## START

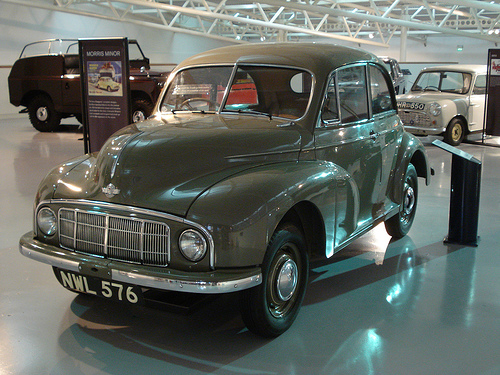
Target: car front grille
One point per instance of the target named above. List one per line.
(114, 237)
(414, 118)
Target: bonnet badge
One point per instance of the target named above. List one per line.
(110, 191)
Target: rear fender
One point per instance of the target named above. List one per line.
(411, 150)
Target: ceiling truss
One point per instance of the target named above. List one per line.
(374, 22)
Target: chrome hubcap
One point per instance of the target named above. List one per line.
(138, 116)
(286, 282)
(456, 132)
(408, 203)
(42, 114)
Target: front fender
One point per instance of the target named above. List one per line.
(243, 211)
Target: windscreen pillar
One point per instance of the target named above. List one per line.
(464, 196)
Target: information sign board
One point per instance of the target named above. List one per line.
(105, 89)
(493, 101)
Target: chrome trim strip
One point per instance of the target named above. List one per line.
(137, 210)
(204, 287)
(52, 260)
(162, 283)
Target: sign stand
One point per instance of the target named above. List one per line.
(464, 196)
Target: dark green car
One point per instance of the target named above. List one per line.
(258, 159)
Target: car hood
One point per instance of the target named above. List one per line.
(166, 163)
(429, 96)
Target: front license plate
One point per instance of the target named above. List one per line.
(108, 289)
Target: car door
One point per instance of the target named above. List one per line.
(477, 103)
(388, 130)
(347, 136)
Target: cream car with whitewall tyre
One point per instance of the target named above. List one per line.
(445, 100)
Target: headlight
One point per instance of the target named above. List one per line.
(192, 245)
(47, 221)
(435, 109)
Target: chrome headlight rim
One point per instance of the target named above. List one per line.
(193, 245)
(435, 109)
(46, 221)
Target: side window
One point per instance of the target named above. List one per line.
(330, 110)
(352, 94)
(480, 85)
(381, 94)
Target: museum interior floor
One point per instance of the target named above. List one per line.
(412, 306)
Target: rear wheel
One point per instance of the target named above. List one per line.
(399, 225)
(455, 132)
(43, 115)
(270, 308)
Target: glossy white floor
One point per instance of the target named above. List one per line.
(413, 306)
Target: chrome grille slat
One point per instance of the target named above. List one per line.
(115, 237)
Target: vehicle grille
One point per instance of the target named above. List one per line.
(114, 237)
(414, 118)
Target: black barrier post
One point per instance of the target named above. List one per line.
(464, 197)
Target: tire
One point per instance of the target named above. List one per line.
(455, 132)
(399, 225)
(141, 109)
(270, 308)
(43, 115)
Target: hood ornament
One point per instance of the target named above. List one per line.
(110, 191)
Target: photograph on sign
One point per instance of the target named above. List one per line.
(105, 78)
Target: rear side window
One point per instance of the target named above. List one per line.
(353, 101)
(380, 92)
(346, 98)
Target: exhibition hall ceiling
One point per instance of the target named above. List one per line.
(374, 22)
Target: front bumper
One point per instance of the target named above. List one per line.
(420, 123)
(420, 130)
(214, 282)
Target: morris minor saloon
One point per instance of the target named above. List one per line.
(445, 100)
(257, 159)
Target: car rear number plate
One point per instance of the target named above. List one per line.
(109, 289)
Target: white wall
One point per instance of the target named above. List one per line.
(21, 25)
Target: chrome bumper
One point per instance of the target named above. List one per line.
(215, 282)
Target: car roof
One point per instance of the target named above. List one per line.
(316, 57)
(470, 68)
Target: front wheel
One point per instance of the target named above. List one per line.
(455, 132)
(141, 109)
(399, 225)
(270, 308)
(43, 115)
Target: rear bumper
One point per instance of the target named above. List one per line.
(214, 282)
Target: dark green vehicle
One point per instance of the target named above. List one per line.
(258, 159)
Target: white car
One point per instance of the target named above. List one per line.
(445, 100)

## END

**WRITTEN TASK:** Return the records exactly. Don't carry the pictures over.

**WRITTEN REPLY:**
Target: car front grille
One point per instance of the target named above. List one per line.
(114, 237)
(414, 118)
Target: bonnet badge
One point per instance of the target named above. List one per line.
(110, 191)
Target: rear fender
One point per instance of the target named above. List one per line.
(411, 150)
Target: ceiling truss
One point per instance of the target named above. List one per line.
(374, 22)
Target: chrome hubcap
One point per instance of the target named above. List one per line.
(138, 116)
(286, 282)
(456, 132)
(408, 203)
(42, 114)
Target: front fender
One point per instance of the target named above. List one per line.
(243, 211)
Target: windscreen pillar
One point per instance of the target named above. List one per line.
(464, 196)
Target: information sign board
One point per instance of the target named above. List one per line.
(105, 89)
(493, 101)
Target: chrome trim strip
One point per instance of the target named above. List one per line.
(137, 210)
(204, 287)
(52, 260)
(162, 283)
Target: sign stand
One point per instance of the target named above. List one per line.
(464, 196)
Target: dark green car
One point per instance of the target named above. List one per line.
(258, 159)
Target: car hood
One point per instance of the target named above. List one per line.
(166, 163)
(429, 96)
Target: front license plate
One point per instance of the target named above. List one per line.
(108, 289)
Target: car door
One point per instance of the target named above. List one per line.
(477, 103)
(388, 130)
(347, 136)
Target: cream car with whitewall tyre
One point per instance of the target named above. List one per line.
(445, 100)
Target: headlight
One point per instance of the target named above. List one per line.
(192, 245)
(47, 221)
(435, 109)
Target: chrome headlight rim
One point per instance of the target named above. List one per line.
(193, 245)
(435, 109)
(46, 221)
Target: side window
One point per instance of the target named above. List one per line.
(330, 110)
(352, 94)
(480, 85)
(381, 94)
Target: museum interior floor
One point per instance of the target named above. List one per line.
(412, 306)
Target: rear wheel
One point per instance of the target named above. List one per line.
(399, 225)
(455, 132)
(43, 115)
(270, 308)
Target: glossy white floor
One point per instance of the target named above. List one per line.
(413, 306)
Target: chrome grille slat
One point per instance of the target named above. List one per line.
(115, 237)
Target: vehicle grille
One point per instance of the target named above. List one per line.
(114, 237)
(414, 118)
Target: black barrier post
One point per instance of the target named above. List one per line.
(464, 197)
Target: tire
One point per instance of the target named above. List one per line.
(455, 132)
(399, 225)
(141, 109)
(270, 308)
(43, 115)
Target: hood ornament
One point per instance of the target named above. List one per line.
(110, 191)
Target: photograph on sign
One point per instance of the target named above. List one per line.
(105, 78)
Target: rear side window
One point per instance of the target named above. List one per line.
(353, 101)
(380, 92)
(346, 98)
Target: exhibition hall ceiling
One point per instance of the target named above. List one per line.
(374, 22)
Target: front bumper
One point per instance of the target named above. List one per line.
(420, 123)
(420, 130)
(214, 282)
Target: morris minor saloon
One point per instance of the target named above. List one per line.
(445, 100)
(257, 159)
Target: car rear number plate
One point per instance of the target named above. List one per line.
(109, 289)
Target: white wall
One point per instance of the target named above. List one per line.
(21, 25)
Target: chrome bumper
One point per instance of the target named above. List one per line.
(215, 282)
Target: car roof
One point per instance of the target named above. List one per line.
(316, 57)
(470, 68)
Target: front wheel
One point per instance of the target named above. List one per line.
(455, 132)
(141, 109)
(399, 225)
(270, 308)
(43, 115)
Target: rear bumper
One point per instance of the target named above. List one per line.
(214, 282)
Target: dark green vehicle
One point per instance of the target named above. List one per line.
(258, 159)
Target: white car
One point per instance of the target named above. List one per line.
(445, 100)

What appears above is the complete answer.